Adulte fragilisée, la quadragénaire garde des paniques incontrôlables, elle craint le vent, le noir. Des peurs qu’elle a transmises à son gamin, comme s’il s’agissait d’une malédiction: "À peine y fait noir Logan il hurle/c’est toujours la même affaire/pas juste qu’y pleure ou qu’y gémit/y pousse des cris à faire peur/il aime pas le noir non plus on dirait/c’est comme ça c’est de famille…"
Le texte de Céline Delbecq porte avec puissance un fait de société et son cortège sournois de relégations au jour le jour. Il cerne l’identité d’une personne qui n’a pas eu le choix de la chance. Broyée dans son actualité de femme, de mère et l’absence d’aide concrète, elle ne peut que survivre. Le vide administratif étouffe les moindres pas dans un monde réservé à celles et ceux qui sont dans la norme. L’espoir est bien mince.

■ ■ ■

- _Travail demandé_:
(a) Pouvez-vous recopier à l'identique la partie du passage sur la mère de Logan qui s'ouvre sur les mots contenant "Le texte de" et se termine par "est bien mince." ?
(b) Pourriez-vous reprendre le passage sur la mère de Logan à la suite de sa dernière phrase et le prolonger ?

■ ■ ■

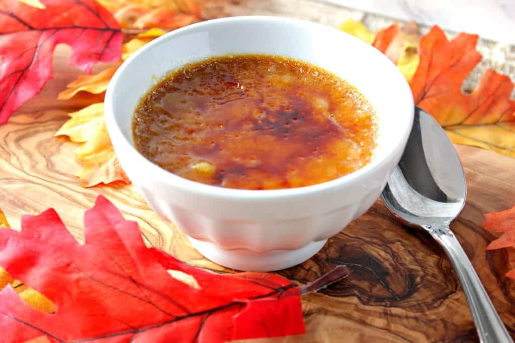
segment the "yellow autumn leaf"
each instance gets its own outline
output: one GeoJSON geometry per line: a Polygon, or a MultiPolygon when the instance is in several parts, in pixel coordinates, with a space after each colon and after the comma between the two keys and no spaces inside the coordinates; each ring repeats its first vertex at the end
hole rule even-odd
{"type": "Polygon", "coordinates": [[[83,187],[129,179],[116,158],[104,117],[104,103],[90,105],[69,114],[71,119],[56,133],[72,141],[82,143],[74,153],[82,164],[77,176],[83,187]]]}
{"type": "Polygon", "coordinates": [[[52,343],[52,342],[50,341],[50,339],[45,335],[40,336],[35,338],[26,340],[23,343],[52,343]]]}
{"type": "Polygon", "coordinates": [[[156,38],[162,36],[166,33],[166,31],[164,30],[154,27],[147,30],[144,32],[138,33],[136,37],[138,38],[156,38]]]}
{"type": "MultiPolygon", "coordinates": [[[[409,81],[418,66],[420,58],[417,52],[420,35],[418,27],[414,22],[407,23],[400,28],[398,24],[380,30],[377,33],[369,31],[360,22],[348,19],[339,27],[340,30],[350,33],[367,43],[376,45],[375,39],[382,38],[381,43],[386,39],[387,48],[383,52],[394,63],[406,79],[409,81]],[[395,26],[395,27],[392,27],[395,26]],[[383,37],[385,35],[384,37],[383,37]]],[[[379,45],[380,44],[377,42],[379,45]]]]}
{"type": "Polygon", "coordinates": [[[5,218],[5,214],[4,212],[2,211],[0,209],[0,228],[9,228],[10,226],[9,226],[9,223],[7,222],[7,219],[5,218]]]}
{"type": "MultiPolygon", "coordinates": [[[[29,0],[30,1],[30,0],[29,0]]],[[[162,7],[176,10],[183,13],[198,11],[194,0],[97,0],[97,2],[111,12],[114,12],[127,6],[142,8],[157,8],[162,7]]]]}
{"type": "Polygon", "coordinates": [[[125,61],[138,49],[166,33],[166,31],[154,28],[139,34],[135,38],[129,41],[122,47],[122,59],[125,61]]]}
{"type": "Polygon", "coordinates": [[[68,115],[72,119],[64,123],[54,136],[67,136],[72,142],[83,143],[104,124],[104,103],[93,104],[68,115]]]}
{"type": "Polygon", "coordinates": [[[29,6],[39,8],[42,10],[46,8],[46,7],[40,2],[39,0],[18,0],[18,1],[22,2],[24,4],[26,4],[29,6]]]}
{"type": "Polygon", "coordinates": [[[353,19],[347,19],[338,28],[357,37],[362,41],[365,41],[369,44],[372,44],[375,37],[375,34],[369,31],[363,23],[353,19]]]}
{"type": "Polygon", "coordinates": [[[99,94],[107,89],[107,85],[118,66],[108,68],[94,75],[80,75],[75,81],[66,85],[66,89],[57,96],[57,99],[71,99],[79,92],[87,92],[93,94],[99,94]]]}

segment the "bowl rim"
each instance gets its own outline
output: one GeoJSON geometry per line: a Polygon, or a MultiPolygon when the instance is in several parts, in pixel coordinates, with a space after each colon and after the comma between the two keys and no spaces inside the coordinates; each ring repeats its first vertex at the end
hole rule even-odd
{"type": "MultiPolygon", "coordinates": [[[[299,59],[301,60],[301,59],[299,59]]],[[[240,200],[251,201],[264,198],[270,199],[270,198],[289,198],[296,197],[299,195],[305,195],[321,192],[323,192],[330,191],[333,188],[344,187],[351,183],[354,184],[360,179],[366,178],[374,170],[381,168],[383,165],[385,164],[389,159],[389,157],[391,157],[393,153],[407,141],[413,125],[415,108],[413,98],[411,95],[411,90],[407,81],[406,81],[401,72],[397,69],[397,66],[385,55],[372,45],[349,33],[321,24],[294,18],[264,15],[238,16],[212,19],[174,30],[154,40],[138,49],[118,67],[108,85],[106,93],[104,104],[104,116],[106,125],[110,137],[113,142],[113,146],[115,151],[116,150],[116,146],[114,143],[114,142],[117,141],[116,140],[118,140],[117,142],[122,146],[119,147],[119,148],[123,148],[130,151],[131,155],[136,160],[136,161],[138,164],[141,166],[142,168],[148,172],[148,176],[149,177],[155,177],[162,182],[169,184],[174,187],[181,188],[184,191],[195,192],[202,195],[225,198],[236,198],[240,200]],[[406,125],[404,132],[402,133],[402,135],[398,136],[399,138],[397,141],[391,145],[382,158],[373,157],[372,160],[364,167],[337,178],[301,187],[267,190],[249,190],[222,187],[202,184],[182,177],[154,164],[138,151],[133,144],[127,139],[122,133],[115,119],[113,97],[121,75],[124,73],[128,66],[130,65],[138,56],[148,53],[154,46],[171,40],[176,36],[180,35],[190,30],[196,30],[204,27],[207,28],[212,25],[230,25],[232,23],[242,22],[273,22],[280,24],[286,23],[288,25],[297,25],[299,28],[303,27],[309,28],[311,27],[317,30],[321,30],[322,31],[326,30],[328,32],[331,31],[333,33],[337,32],[338,34],[347,36],[347,39],[355,40],[356,44],[360,45],[367,53],[374,55],[378,58],[382,59],[387,62],[397,70],[400,77],[398,78],[399,81],[401,83],[404,84],[401,85],[400,87],[405,88],[407,94],[409,93],[409,96],[406,97],[406,100],[410,101],[411,107],[414,109],[413,110],[411,111],[411,115],[408,118],[409,122],[406,125]]]]}

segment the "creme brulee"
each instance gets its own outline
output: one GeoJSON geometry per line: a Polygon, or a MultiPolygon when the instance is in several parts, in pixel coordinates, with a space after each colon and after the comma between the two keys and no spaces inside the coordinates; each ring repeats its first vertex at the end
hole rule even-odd
{"type": "Polygon", "coordinates": [[[289,58],[238,55],[171,73],[135,110],[136,149],[186,178],[231,188],[308,186],[368,163],[376,117],[354,87],[289,58]]]}

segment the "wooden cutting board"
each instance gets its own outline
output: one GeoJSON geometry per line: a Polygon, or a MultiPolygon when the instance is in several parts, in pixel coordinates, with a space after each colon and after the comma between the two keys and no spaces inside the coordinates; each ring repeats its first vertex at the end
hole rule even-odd
{"type": "MultiPolygon", "coordinates": [[[[225,270],[203,258],[172,224],[162,221],[130,185],[82,188],[77,145],[53,134],[69,112],[91,103],[80,96],[56,100],[78,75],[59,48],[55,78],[0,126],[0,208],[12,226],[20,218],[53,207],[73,234],[83,238],[82,215],[99,194],[126,218],[140,224],[148,244],[186,262],[225,270]]],[[[97,68],[105,67],[100,66],[97,68]]],[[[515,159],[478,149],[456,147],[466,173],[467,204],[451,227],[472,260],[493,304],[515,337],[515,281],[507,279],[505,250],[485,250],[493,235],[482,227],[482,213],[515,204],[515,159]]],[[[329,240],[314,257],[279,272],[304,283],[346,264],[347,279],[303,297],[305,335],[258,341],[476,341],[472,317],[456,275],[441,248],[424,232],[403,226],[380,202],[329,240]]]]}

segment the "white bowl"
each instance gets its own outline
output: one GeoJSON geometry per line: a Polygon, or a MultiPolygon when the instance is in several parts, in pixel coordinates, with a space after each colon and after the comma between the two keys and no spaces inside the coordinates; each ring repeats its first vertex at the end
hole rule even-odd
{"type": "Polygon", "coordinates": [[[282,269],[320,250],[372,206],[400,159],[414,115],[411,93],[397,67],[375,48],[321,25],[266,16],[196,24],[156,39],[118,68],[106,94],[107,128],[116,155],[147,202],[210,260],[241,270],[282,269]],[[229,53],[301,60],[357,87],[379,119],[370,163],[328,182],[288,189],[245,190],[175,175],[134,148],[131,121],[139,100],[167,72],[229,53]]]}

■ ■ ■

- _Réponses par tâche_:
(a)
Le texte de Céline Delbecq porte avec puissance un fait de société et son cortège sournois de relégations au jour le jour. Il cerne l’identité d’une personne qui n’a pas eu le choix de la chance. Broyée dans son actualité de femme, de mère et l’absence d’aide concrète, elle ne peut que survivre. Le vide administratif étouffe les moindres pas dans un monde réservé à celles et ceux qui sont dans la norme. L’espoir est bien mince.

(b)
La comédienne Véronique Dumont invite le public à entrer dans l’intimité des journées de Carine Bielen. Celle-ci s’adresse à lui, seul témoin d’une faille insurmontable, celle que personne ne veut voir. Avec justesse, la voilà délivrant une parole qui n’est ni moralisatrice ni larmoyante. C’est toute la force d’un spectacle écrit et mis en scène par Céline Delbecq, pour une comédienne choisie qu’elle considère comme "une artiste puissante qui parvient à faire entendre la complexité des choses, en attrapant le texte du côté du vivant".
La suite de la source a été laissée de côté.